▸ GIVEN REQUEST:
Write out all of the following lines word for word.

Pointing dataset lines
__________________________________________________
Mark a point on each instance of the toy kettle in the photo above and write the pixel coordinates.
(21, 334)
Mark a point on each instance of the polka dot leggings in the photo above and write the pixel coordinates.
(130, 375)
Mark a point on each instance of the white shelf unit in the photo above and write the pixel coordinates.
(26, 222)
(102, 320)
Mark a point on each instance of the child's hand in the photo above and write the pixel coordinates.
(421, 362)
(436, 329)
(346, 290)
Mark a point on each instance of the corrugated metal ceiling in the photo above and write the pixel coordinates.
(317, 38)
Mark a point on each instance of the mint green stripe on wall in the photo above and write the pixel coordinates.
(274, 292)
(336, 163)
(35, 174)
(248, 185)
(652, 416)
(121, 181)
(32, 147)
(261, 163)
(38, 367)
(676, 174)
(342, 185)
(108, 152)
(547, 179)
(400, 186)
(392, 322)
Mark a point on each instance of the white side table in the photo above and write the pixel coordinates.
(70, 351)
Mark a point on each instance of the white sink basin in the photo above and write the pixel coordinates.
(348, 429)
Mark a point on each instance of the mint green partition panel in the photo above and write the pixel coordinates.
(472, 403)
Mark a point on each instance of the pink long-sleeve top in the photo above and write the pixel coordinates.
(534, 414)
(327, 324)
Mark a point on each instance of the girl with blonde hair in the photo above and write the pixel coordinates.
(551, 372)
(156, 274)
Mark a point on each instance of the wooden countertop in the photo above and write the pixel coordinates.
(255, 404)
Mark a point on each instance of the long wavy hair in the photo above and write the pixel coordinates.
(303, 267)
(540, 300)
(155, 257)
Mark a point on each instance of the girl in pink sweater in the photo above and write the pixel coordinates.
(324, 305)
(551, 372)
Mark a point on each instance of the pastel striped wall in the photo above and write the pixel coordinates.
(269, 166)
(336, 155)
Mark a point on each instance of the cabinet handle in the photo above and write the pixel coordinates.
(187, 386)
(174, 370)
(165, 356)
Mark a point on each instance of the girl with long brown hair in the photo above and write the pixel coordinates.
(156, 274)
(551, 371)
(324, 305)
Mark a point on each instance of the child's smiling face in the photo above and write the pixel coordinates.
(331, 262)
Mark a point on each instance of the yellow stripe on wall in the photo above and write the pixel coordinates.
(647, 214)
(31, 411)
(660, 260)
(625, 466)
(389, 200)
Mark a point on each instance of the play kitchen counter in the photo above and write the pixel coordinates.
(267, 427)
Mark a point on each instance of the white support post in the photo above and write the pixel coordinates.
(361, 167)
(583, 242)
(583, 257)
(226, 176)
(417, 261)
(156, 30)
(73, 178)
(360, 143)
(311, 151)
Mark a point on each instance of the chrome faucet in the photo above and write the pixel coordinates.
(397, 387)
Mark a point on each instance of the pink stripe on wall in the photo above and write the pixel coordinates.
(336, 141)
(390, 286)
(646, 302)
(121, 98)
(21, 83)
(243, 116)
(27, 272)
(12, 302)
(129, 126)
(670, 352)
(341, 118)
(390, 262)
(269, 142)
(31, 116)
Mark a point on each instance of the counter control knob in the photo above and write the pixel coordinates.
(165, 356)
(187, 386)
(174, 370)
__________________________________________________
▸ EXPECTED ANSWER:
Mark a point on each instance of the toy kettle in the photo above and write the pixel coordinates.
(21, 334)
Mark a point on each instance of the polka dot leggings in the photo above and write the pixel coordinates.
(130, 375)
Mark a point on each instance of the white shelf unit in the photo above and write the pixel coordinates.
(26, 222)
(102, 320)
Mark a point on each instance of the child's hand in the photo above and write the pixel coordinates.
(421, 362)
(436, 329)
(346, 290)
Mark a point on each instance of the corrugated metal ceiling in the photo above and write the pixel coordinates.
(317, 38)
Mark a point on each instance of the mint green stripe on wall in the photo above and write the pixel coordinates.
(274, 292)
(336, 163)
(35, 174)
(248, 185)
(652, 416)
(121, 181)
(32, 147)
(261, 163)
(38, 367)
(676, 174)
(342, 185)
(108, 152)
(547, 179)
(400, 186)
(392, 322)
Mark a point on each instance of the white side table in the photo above and write the pixel coordinates.
(70, 351)
Mark a point on each instance of the white sink basin in the photo above and write the pixel coordinates.
(348, 429)
Mark a point on each instance of the mint green partition panel in the photo above and write the pixel coordinates.
(472, 403)
Mark a point on each instance of the pink long-sleeve top in the photo above and write the pixel coordinates.
(534, 414)
(327, 324)
Mark a point on each instance of the girl with blonde hair in the photo above and write the pixel coordinates.
(551, 372)
(156, 274)
Mark a point on each instance of the wooden countertop in the photo above and write the pixel coordinates.
(255, 404)
Mark a point on each instance of the long wavy hair in the photo above and write the pixel coordinates.
(303, 267)
(540, 300)
(155, 257)
Mark a point on each instance of the girl in pink sweater in the photo above and write the pixel coordinates.
(324, 305)
(551, 372)
Mark a point on each instance of the pastel striped wall in the photo above and write the pixel coordinates.
(269, 166)
(336, 155)
Mark a point on each instance of the cabinet handle in the photo above and write the pixel coordinates.
(187, 386)
(174, 370)
(165, 356)
Mark a point on each instance of the girl with long brown hair in the photo above and write the pixel coordinates.
(156, 274)
(551, 371)
(324, 305)
Mark a point on each instance of the child's smiling face in the photo above and write the pixel coordinates.
(331, 262)
Mark a point on each instance of the yellow stripe on wall in the photo above and write the pixel coordinates.
(647, 214)
(31, 411)
(660, 260)
(625, 466)
(389, 200)
Mark a point on each instance of the play kitchen counter in the photo above and write the pixel coordinates.
(267, 427)
Mark a point on each instance of the white support post in the photo above and write the pixel coordinates.
(361, 167)
(583, 242)
(583, 257)
(226, 176)
(417, 261)
(156, 30)
(73, 178)
(360, 143)
(311, 151)
Mark a point on each instance of the chrome faucet in the photo above and write the pixel coordinates.
(397, 387)
Mark a point on each instance of the pink stripe on wall in the photo above and write the pixel coordinates.
(336, 141)
(390, 286)
(646, 302)
(121, 98)
(21, 83)
(243, 116)
(27, 272)
(12, 302)
(129, 126)
(670, 352)
(341, 118)
(390, 262)
(269, 142)
(31, 116)
Mark a point on each instance of the counter control knob in the photo above and write the pixel coordinates.
(165, 356)
(187, 386)
(174, 370)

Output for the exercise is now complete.